→ Written instruction: Report every line in the rows below that contains the word "dark", copying each such line in full.

→ Given records:
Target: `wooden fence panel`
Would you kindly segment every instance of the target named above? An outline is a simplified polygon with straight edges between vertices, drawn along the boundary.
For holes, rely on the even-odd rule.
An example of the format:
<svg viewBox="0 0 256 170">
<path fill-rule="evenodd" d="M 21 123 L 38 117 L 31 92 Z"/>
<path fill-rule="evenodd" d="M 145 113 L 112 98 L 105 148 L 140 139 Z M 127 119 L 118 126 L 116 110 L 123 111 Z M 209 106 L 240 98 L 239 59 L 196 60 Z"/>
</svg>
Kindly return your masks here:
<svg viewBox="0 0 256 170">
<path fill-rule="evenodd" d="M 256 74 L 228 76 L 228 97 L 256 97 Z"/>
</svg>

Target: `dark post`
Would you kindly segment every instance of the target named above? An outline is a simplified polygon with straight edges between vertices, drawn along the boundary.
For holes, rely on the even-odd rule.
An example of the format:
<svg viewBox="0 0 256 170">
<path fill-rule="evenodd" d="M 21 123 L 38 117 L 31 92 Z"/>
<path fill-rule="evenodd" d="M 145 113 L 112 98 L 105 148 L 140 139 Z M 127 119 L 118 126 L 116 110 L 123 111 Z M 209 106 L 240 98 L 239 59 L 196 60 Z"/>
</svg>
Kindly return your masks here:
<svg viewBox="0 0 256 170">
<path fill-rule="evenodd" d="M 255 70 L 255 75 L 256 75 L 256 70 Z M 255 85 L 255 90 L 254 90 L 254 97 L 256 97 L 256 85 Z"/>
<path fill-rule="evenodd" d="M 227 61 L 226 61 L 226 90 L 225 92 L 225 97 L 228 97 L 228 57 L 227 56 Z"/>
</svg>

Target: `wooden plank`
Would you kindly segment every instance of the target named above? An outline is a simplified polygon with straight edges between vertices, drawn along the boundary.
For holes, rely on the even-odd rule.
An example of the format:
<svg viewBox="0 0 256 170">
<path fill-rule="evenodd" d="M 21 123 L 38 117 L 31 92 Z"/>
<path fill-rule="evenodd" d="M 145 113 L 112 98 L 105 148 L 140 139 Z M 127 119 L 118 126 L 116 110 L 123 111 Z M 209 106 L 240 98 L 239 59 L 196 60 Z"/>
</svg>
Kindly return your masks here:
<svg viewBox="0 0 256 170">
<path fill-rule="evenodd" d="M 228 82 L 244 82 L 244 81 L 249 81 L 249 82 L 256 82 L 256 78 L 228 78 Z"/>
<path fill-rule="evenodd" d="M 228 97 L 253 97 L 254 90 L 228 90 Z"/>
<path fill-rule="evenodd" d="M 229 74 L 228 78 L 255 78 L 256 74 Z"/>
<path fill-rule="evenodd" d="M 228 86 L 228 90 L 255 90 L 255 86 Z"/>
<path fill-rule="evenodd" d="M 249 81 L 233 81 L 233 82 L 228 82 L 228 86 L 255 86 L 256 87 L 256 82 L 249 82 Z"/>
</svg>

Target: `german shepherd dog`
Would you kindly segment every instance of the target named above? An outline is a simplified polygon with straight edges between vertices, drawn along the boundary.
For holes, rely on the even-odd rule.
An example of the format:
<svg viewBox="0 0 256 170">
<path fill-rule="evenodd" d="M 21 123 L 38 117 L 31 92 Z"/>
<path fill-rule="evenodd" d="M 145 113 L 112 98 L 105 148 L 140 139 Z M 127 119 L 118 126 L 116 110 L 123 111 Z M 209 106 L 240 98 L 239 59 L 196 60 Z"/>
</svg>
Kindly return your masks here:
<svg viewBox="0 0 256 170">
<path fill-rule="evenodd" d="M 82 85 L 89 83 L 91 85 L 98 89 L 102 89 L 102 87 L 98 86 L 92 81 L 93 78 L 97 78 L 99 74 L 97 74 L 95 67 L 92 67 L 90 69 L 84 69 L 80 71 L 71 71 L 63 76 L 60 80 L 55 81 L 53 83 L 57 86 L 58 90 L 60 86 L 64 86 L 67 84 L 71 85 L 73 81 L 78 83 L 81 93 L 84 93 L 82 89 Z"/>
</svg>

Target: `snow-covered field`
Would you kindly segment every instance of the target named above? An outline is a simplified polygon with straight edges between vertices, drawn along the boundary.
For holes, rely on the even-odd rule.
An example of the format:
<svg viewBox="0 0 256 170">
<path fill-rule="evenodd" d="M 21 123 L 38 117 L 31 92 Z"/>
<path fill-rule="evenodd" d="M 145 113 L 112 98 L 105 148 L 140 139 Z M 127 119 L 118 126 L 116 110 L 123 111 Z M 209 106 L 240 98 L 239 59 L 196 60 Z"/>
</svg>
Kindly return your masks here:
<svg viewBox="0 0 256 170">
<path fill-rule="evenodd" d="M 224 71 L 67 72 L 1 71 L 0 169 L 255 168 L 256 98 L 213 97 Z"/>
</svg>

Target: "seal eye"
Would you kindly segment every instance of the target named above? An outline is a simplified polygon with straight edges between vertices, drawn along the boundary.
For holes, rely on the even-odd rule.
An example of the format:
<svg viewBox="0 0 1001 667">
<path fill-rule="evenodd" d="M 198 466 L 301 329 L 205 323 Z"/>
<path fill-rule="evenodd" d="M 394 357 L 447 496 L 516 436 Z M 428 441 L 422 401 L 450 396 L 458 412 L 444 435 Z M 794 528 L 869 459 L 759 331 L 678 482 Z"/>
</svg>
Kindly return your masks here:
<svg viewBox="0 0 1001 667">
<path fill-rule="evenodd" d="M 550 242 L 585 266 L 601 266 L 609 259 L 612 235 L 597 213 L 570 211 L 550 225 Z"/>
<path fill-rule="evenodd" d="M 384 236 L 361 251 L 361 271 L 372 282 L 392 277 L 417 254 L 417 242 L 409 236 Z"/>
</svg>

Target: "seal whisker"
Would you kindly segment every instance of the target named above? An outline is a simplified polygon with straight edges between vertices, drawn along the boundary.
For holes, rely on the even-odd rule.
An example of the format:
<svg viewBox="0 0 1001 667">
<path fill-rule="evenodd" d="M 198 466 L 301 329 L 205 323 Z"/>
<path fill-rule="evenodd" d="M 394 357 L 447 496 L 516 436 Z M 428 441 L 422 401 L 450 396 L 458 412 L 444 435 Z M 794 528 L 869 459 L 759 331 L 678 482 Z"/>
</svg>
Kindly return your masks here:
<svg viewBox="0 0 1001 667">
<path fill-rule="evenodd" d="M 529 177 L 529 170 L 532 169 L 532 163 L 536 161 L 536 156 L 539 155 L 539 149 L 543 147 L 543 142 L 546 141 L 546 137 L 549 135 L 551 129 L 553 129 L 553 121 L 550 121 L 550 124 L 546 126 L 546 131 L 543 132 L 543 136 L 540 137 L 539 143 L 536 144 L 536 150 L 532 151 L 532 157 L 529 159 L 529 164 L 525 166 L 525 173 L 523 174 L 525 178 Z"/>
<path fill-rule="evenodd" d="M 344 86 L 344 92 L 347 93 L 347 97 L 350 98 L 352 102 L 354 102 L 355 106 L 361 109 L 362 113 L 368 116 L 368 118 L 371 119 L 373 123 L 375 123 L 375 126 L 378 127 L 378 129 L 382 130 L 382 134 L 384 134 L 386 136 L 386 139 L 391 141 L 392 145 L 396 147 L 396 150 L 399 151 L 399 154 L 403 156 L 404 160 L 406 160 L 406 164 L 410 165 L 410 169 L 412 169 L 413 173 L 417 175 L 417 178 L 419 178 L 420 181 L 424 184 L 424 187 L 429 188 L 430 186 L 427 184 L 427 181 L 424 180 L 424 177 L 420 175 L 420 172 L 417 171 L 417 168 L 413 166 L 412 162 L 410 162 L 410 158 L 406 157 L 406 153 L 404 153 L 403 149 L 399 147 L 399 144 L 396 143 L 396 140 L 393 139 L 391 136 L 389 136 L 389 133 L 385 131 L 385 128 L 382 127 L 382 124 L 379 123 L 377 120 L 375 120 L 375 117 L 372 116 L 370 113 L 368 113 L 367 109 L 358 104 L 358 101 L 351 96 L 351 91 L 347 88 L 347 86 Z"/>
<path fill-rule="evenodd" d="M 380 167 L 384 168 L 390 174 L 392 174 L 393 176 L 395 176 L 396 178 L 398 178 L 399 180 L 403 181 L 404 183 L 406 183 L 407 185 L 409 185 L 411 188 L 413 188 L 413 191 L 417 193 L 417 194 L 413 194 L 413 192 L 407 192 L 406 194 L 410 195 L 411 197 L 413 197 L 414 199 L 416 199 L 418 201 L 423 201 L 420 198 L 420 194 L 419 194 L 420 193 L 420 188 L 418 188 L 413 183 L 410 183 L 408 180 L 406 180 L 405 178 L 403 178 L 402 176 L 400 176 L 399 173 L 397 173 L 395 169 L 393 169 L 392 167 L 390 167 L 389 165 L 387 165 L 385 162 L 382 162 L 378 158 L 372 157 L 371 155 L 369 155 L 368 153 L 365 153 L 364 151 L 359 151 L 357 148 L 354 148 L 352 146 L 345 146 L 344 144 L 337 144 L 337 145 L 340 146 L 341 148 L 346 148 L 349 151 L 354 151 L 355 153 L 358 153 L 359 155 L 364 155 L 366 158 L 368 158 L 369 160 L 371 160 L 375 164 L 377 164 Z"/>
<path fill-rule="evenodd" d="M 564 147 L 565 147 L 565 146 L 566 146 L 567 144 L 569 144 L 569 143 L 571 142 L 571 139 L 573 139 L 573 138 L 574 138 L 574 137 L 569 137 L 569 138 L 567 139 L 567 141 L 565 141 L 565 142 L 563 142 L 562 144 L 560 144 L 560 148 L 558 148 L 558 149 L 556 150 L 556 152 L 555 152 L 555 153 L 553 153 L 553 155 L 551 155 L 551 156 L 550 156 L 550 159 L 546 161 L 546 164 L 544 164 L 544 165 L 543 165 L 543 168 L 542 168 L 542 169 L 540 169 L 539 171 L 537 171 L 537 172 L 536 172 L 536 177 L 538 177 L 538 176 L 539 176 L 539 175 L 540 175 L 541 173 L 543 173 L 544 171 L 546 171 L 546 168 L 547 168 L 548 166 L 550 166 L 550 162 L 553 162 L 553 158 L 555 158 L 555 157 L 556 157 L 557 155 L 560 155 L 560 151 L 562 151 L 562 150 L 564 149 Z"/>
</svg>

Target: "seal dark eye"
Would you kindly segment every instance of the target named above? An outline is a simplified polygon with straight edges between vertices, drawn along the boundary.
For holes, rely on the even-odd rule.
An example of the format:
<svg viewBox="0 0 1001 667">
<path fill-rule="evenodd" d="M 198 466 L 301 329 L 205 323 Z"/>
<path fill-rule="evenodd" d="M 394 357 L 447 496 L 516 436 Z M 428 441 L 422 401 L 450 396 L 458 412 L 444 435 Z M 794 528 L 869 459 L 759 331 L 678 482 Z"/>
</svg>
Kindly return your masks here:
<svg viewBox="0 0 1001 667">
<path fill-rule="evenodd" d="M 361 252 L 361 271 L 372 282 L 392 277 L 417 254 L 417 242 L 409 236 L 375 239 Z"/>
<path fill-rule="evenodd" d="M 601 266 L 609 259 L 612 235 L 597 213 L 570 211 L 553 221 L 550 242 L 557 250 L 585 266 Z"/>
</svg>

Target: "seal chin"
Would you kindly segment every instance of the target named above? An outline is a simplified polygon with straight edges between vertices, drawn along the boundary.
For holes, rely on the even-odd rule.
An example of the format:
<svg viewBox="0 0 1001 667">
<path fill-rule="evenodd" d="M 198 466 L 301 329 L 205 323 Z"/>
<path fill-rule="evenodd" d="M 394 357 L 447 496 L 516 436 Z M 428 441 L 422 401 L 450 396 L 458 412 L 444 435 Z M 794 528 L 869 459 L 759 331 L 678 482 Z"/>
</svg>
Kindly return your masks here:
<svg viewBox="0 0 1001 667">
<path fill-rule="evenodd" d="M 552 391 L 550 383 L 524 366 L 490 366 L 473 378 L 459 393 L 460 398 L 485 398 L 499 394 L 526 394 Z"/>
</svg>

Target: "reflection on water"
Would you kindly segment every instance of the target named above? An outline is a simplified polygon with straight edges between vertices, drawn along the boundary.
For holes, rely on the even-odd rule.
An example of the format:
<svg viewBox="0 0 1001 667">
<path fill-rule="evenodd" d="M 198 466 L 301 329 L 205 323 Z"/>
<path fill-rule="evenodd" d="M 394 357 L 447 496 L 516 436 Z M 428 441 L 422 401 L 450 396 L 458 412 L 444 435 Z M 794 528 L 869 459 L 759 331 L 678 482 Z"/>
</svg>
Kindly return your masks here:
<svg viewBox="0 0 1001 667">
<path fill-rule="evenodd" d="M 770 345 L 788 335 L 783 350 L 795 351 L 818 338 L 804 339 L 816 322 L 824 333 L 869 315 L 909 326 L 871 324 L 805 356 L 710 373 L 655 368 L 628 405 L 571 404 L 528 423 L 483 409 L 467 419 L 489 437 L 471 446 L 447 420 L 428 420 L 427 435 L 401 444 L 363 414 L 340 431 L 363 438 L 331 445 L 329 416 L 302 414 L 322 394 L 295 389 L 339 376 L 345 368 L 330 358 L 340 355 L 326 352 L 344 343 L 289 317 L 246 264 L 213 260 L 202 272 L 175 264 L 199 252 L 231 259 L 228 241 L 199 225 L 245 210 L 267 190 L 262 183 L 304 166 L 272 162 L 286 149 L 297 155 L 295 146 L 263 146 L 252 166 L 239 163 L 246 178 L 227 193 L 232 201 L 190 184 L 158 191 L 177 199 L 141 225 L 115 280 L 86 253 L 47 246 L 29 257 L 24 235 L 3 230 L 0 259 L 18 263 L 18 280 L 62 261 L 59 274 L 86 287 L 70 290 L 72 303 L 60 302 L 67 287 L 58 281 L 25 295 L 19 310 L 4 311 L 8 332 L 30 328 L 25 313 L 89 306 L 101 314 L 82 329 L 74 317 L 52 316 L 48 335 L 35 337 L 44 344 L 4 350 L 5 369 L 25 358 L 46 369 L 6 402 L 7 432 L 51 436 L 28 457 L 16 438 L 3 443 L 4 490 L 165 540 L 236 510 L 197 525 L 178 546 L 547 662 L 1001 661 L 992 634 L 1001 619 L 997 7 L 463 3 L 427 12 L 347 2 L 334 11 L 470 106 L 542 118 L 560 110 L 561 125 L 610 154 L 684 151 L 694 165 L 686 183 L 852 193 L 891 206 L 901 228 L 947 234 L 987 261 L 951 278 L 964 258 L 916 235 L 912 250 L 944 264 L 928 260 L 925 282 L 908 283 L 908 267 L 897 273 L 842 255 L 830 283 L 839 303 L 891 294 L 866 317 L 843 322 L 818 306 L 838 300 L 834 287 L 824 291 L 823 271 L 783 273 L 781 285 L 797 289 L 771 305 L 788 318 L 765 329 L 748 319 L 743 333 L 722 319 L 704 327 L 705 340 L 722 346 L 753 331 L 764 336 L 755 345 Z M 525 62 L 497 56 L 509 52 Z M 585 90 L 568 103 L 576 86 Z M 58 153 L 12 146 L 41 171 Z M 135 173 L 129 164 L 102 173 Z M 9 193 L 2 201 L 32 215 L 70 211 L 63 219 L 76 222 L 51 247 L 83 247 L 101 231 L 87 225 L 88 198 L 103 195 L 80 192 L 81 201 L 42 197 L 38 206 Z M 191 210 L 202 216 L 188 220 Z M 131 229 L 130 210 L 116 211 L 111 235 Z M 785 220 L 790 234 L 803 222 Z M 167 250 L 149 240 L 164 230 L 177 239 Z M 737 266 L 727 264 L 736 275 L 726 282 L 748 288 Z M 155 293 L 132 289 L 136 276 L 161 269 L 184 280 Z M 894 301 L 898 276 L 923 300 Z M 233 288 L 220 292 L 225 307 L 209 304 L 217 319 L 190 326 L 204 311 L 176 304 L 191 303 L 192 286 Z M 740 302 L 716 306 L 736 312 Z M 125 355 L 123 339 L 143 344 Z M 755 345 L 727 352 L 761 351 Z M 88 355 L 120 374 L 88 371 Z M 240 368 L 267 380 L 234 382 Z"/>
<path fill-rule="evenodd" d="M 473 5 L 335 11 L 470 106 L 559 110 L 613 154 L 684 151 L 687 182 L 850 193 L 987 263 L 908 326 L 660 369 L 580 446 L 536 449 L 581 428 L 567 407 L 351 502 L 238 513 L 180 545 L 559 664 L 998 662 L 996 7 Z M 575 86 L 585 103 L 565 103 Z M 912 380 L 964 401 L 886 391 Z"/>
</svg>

→ Output for this task:
Target: `dark post`
Target: "seal dark eye"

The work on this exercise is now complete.